■ Stored data ■
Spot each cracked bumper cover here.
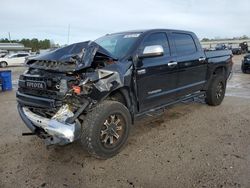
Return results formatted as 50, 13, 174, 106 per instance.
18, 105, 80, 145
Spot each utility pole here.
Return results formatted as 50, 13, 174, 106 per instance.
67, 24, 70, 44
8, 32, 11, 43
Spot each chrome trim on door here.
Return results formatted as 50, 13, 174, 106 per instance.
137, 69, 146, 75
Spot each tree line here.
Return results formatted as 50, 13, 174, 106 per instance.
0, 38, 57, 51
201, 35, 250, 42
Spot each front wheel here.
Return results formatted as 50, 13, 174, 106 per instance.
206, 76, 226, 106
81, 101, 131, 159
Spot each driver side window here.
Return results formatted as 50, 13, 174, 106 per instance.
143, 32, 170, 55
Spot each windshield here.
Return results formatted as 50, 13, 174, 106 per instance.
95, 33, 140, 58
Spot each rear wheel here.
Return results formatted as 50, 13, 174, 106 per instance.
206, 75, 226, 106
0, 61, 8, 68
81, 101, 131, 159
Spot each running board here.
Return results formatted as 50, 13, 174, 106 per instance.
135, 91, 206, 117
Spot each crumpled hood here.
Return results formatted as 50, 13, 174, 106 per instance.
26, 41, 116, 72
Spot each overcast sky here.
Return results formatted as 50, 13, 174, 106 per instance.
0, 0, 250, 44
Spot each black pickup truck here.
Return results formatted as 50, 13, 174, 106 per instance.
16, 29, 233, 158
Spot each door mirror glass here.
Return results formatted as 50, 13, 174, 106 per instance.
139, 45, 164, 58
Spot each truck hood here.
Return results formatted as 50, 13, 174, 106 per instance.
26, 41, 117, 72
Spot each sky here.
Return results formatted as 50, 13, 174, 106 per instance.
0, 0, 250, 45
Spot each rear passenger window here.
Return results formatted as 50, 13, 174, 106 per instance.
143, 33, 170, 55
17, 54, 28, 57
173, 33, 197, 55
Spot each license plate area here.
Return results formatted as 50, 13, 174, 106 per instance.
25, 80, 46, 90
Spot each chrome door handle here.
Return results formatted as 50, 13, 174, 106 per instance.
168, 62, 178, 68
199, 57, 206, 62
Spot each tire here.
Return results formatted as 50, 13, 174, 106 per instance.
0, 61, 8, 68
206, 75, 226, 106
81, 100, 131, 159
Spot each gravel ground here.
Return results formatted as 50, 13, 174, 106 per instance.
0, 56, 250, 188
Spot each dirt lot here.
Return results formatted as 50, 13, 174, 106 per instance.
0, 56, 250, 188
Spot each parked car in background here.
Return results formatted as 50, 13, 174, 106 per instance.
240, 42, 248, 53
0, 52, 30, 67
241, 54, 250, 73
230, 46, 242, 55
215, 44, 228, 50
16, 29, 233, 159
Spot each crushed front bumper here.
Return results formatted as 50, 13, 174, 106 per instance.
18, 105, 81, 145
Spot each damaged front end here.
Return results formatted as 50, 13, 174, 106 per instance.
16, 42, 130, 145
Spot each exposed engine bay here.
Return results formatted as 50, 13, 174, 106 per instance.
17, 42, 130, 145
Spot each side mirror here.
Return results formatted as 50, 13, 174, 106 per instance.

■ Work to complete ■
Copy the entries above without alteration, from the line containing "Spot each black pickup truck here." through the line containing "139, 45, 164, 58", including both of those lines.

■ Full output ■
Spot each black pickup truck here.
Return results formatted as 50, 13, 174, 106 per instance.
16, 29, 233, 158
Spot each door mirror glass here.
Return results formatted as 50, 13, 174, 106 per instance.
139, 45, 164, 58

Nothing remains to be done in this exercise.